- _Aim of the exercise_: Show every line of the material below that contains the string "white".

[Coordinate annotation records]
····················
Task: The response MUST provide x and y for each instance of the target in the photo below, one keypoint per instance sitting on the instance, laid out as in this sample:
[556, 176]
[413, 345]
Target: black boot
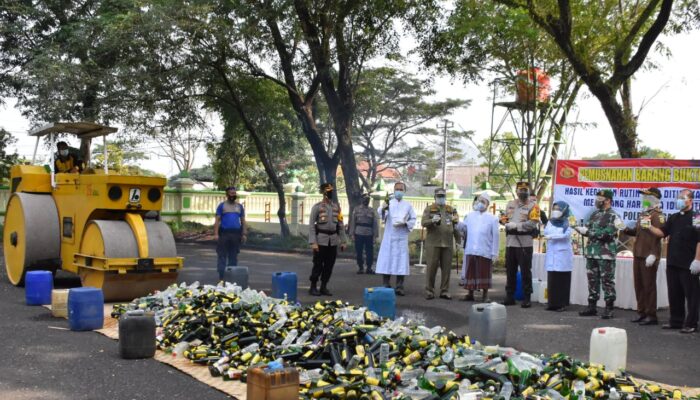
[313, 290]
[509, 301]
[589, 311]
[324, 290]
[608, 311]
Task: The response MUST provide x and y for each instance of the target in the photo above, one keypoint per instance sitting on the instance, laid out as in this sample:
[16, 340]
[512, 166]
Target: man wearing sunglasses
[682, 264]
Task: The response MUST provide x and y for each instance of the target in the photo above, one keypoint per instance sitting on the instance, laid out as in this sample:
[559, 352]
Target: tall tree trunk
[264, 156]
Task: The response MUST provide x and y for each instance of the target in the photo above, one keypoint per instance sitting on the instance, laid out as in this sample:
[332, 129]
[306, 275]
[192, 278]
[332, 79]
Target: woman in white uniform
[559, 258]
[480, 230]
[393, 258]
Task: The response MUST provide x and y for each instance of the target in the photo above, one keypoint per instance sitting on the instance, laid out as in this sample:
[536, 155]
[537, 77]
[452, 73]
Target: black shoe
[589, 311]
[325, 291]
[607, 311]
[509, 301]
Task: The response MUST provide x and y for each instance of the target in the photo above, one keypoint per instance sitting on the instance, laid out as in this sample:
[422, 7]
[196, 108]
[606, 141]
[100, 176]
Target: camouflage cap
[607, 193]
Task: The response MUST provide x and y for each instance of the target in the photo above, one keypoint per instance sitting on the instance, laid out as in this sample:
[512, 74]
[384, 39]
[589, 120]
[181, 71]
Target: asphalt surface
[43, 360]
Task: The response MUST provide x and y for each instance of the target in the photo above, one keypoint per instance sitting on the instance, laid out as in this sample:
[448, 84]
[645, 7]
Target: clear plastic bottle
[384, 353]
[579, 390]
[448, 356]
[303, 338]
[506, 390]
[614, 394]
[290, 338]
[435, 376]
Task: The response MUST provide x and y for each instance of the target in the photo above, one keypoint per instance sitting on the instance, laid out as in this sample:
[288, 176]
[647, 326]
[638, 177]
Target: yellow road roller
[100, 225]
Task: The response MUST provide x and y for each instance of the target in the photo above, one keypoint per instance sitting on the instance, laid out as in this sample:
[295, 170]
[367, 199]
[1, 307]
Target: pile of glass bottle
[347, 352]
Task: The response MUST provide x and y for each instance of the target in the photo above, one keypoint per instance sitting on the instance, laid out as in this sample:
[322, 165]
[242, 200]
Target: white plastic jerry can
[609, 347]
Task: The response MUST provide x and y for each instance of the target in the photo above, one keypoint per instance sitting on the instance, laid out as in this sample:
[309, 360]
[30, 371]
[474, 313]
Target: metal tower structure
[524, 135]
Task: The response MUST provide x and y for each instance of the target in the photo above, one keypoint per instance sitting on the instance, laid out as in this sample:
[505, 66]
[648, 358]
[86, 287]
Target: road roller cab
[102, 226]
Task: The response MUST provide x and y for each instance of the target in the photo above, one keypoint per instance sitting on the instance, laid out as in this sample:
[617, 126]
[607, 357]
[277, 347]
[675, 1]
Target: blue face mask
[680, 204]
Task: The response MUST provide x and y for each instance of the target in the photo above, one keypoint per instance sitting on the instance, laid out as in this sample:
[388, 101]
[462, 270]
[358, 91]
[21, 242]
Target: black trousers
[683, 296]
[364, 244]
[558, 288]
[324, 260]
[518, 256]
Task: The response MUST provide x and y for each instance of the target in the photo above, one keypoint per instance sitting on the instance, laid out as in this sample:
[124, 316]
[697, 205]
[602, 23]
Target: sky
[668, 121]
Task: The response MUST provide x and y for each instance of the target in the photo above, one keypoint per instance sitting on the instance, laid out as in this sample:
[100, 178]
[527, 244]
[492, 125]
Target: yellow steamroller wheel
[31, 235]
[115, 239]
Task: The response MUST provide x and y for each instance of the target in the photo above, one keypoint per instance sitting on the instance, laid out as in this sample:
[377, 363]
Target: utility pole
[446, 125]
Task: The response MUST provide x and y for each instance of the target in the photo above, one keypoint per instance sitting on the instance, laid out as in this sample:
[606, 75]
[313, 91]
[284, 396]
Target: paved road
[41, 360]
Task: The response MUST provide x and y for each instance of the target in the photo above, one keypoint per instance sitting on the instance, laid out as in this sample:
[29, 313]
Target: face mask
[649, 202]
[680, 204]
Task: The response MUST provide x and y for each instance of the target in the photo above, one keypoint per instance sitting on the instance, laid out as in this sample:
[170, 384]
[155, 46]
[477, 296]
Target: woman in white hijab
[480, 230]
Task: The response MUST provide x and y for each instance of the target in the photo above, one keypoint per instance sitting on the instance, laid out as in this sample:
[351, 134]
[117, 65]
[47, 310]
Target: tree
[390, 110]
[644, 152]
[181, 145]
[58, 59]
[606, 43]
[6, 160]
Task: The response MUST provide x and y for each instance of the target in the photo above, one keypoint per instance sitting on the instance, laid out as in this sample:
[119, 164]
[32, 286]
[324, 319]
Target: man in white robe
[399, 218]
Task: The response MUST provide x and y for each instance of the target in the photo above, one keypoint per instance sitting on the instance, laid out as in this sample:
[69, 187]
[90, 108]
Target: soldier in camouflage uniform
[601, 230]
[440, 220]
[364, 230]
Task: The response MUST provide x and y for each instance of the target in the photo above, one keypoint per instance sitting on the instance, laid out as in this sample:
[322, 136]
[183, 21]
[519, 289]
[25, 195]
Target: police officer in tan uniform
[364, 230]
[521, 221]
[647, 253]
[440, 221]
[326, 232]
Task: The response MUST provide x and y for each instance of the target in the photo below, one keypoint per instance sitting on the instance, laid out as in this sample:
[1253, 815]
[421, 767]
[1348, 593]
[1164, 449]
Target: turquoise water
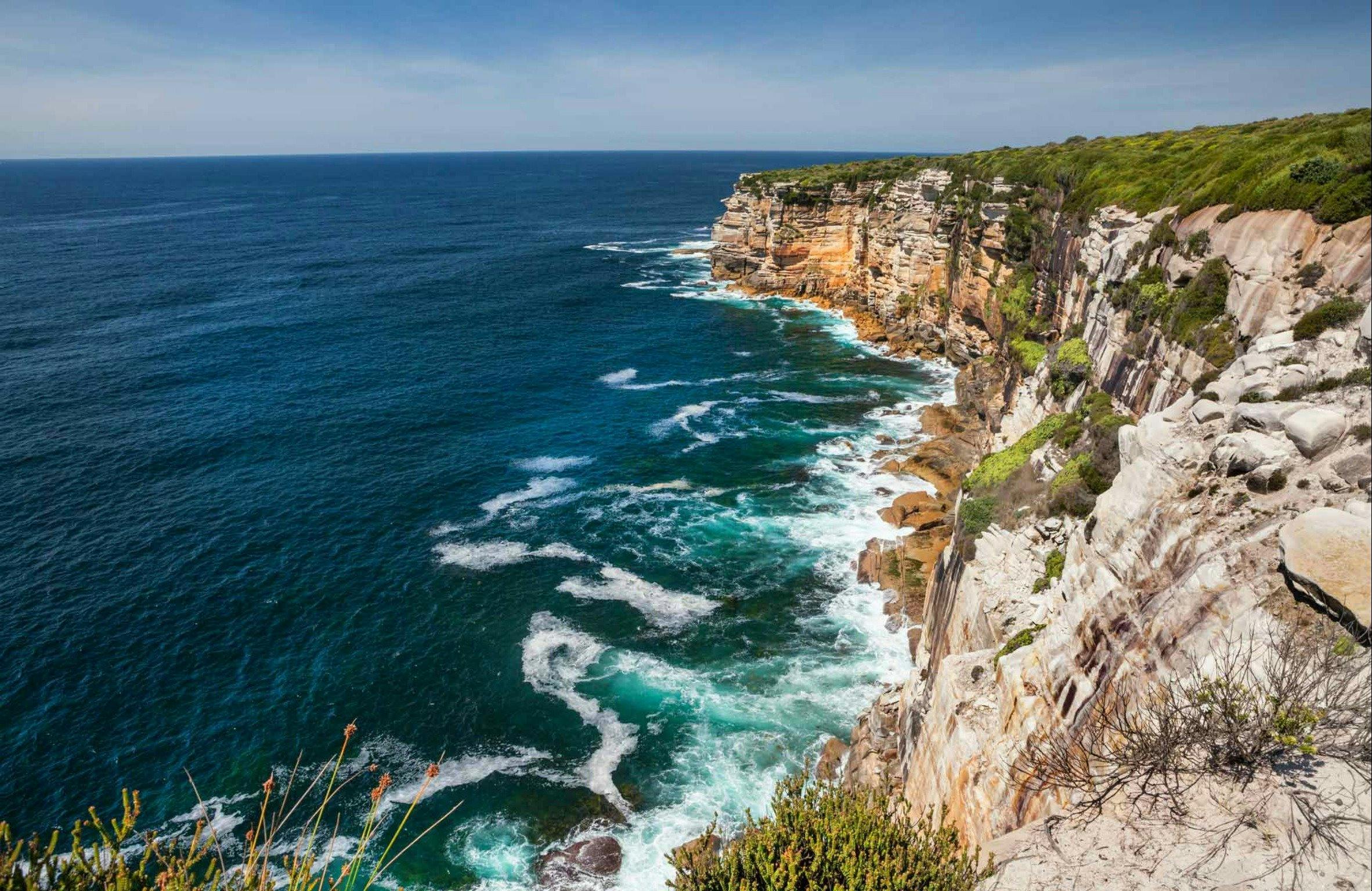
[463, 448]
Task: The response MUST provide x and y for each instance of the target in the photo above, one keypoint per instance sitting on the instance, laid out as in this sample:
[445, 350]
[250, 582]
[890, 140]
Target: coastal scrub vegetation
[1194, 316]
[1315, 162]
[1069, 367]
[294, 845]
[824, 836]
[998, 466]
[1260, 712]
[1337, 313]
[1021, 638]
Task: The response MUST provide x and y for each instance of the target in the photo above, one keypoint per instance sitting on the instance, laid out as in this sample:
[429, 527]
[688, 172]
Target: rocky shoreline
[1224, 461]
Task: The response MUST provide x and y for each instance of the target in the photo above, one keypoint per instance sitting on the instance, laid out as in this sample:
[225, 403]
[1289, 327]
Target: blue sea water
[465, 448]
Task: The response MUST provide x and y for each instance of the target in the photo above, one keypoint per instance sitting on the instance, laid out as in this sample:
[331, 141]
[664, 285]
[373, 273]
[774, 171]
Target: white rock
[1265, 416]
[1327, 556]
[1207, 410]
[1273, 342]
[1315, 429]
[1241, 452]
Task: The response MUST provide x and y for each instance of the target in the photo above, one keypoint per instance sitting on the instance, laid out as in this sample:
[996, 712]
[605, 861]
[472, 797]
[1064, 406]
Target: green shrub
[1030, 353]
[1112, 423]
[1016, 302]
[977, 515]
[1201, 302]
[1246, 166]
[1095, 405]
[1021, 638]
[1197, 246]
[1337, 313]
[1024, 231]
[822, 836]
[1072, 472]
[998, 466]
[1310, 274]
[275, 852]
[1348, 201]
[1320, 169]
[1071, 367]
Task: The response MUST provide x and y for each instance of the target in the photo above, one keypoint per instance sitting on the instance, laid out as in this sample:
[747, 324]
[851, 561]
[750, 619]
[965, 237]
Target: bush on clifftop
[1334, 314]
[998, 466]
[821, 836]
[1310, 162]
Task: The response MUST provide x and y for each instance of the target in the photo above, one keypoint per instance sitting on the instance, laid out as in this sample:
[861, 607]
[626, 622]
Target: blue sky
[209, 77]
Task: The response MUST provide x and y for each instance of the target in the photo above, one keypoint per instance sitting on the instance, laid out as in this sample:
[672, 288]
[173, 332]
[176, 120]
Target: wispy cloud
[73, 85]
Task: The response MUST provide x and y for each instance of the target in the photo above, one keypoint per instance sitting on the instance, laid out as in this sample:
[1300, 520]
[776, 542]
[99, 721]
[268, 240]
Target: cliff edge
[1158, 459]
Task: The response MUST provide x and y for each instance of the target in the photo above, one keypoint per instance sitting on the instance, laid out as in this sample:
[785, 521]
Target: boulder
[694, 854]
[1315, 429]
[598, 857]
[1241, 452]
[1265, 416]
[1327, 557]
[869, 563]
[571, 867]
[1353, 468]
[1207, 410]
[1267, 479]
[1273, 342]
[831, 760]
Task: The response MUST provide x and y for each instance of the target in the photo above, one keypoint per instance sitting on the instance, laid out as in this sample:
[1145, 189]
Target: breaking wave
[663, 608]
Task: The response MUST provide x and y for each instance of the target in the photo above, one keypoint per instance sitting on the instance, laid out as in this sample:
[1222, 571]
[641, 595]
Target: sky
[247, 77]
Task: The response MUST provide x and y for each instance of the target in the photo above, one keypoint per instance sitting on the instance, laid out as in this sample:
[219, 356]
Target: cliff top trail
[1246, 166]
[1162, 442]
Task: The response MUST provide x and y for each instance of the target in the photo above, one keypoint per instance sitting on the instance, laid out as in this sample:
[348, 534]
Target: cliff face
[922, 276]
[1180, 553]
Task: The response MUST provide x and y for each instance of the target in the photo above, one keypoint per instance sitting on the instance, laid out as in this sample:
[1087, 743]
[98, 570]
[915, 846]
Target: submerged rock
[598, 857]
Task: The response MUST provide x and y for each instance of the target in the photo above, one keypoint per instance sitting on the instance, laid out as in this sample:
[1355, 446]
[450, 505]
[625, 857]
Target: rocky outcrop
[587, 864]
[1205, 520]
[1327, 557]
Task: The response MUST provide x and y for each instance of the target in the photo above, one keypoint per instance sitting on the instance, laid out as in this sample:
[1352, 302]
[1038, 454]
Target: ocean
[467, 450]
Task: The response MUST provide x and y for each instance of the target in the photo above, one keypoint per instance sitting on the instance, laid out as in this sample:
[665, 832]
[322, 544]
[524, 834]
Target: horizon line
[489, 151]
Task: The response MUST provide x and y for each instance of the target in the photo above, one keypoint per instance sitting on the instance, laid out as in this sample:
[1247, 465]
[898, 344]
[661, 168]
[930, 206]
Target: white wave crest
[660, 606]
[671, 486]
[461, 772]
[552, 463]
[483, 556]
[538, 487]
[683, 420]
[556, 657]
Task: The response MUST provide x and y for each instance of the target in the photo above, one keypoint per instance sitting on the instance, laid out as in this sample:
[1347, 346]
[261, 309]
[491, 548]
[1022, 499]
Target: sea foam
[483, 556]
[660, 606]
[538, 487]
[552, 463]
[556, 657]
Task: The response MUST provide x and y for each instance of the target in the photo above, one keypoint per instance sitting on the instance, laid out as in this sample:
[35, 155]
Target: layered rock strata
[1226, 504]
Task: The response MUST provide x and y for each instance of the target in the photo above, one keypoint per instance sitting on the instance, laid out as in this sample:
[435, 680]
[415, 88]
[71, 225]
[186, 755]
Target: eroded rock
[1315, 429]
[1327, 557]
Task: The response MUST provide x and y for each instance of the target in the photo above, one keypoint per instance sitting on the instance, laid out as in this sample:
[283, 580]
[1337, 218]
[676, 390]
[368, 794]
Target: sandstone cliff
[1242, 476]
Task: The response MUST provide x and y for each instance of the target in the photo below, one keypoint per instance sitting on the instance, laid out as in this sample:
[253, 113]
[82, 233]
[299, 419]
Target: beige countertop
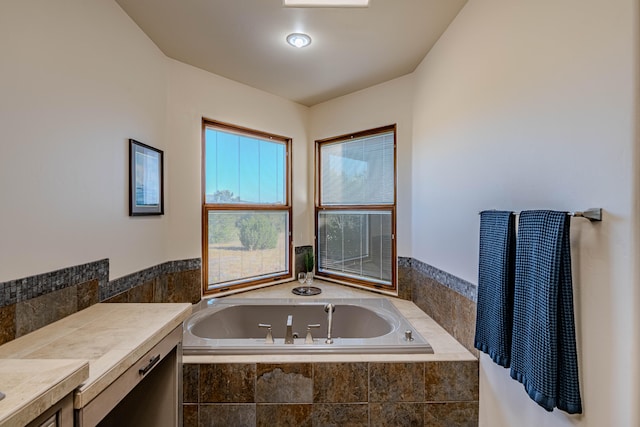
[445, 347]
[110, 337]
[33, 386]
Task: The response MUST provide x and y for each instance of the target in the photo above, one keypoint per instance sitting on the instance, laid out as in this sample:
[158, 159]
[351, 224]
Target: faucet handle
[309, 338]
[269, 337]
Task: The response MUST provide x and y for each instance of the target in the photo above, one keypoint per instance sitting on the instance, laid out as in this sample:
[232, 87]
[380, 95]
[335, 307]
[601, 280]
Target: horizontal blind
[358, 171]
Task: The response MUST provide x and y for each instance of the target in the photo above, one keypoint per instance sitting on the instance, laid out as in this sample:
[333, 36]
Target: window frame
[391, 208]
[255, 281]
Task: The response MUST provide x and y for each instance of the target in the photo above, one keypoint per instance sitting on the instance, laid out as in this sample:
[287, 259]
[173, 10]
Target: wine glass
[309, 280]
[302, 276]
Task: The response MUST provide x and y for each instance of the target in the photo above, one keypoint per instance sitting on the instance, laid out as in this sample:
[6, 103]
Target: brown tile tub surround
[321, 394]
[450, 301]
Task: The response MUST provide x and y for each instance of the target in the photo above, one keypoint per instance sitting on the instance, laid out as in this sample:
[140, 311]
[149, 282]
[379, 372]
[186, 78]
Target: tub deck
[445, 347]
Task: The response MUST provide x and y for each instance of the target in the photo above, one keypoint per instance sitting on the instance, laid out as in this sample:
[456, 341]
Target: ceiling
[244, 40]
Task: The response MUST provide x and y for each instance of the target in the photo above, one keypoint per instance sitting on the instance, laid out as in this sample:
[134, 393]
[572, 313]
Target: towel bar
[592, 214]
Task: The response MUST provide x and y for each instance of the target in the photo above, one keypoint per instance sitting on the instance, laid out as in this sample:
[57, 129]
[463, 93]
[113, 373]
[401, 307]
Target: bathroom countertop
[111, 337]
[33, 386]
[445, 347]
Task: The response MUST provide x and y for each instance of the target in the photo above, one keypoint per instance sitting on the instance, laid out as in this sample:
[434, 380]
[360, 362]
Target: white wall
[77, 80]
[377, 106]
[531, 104]
[194, 94]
····················
- _Task response_:
Target: woman in white uniform
Target: white plastic jerry can
Target: woman in white hijab
Target: man in white robe
Target: white rock
Target: white wave crest
Target: white wall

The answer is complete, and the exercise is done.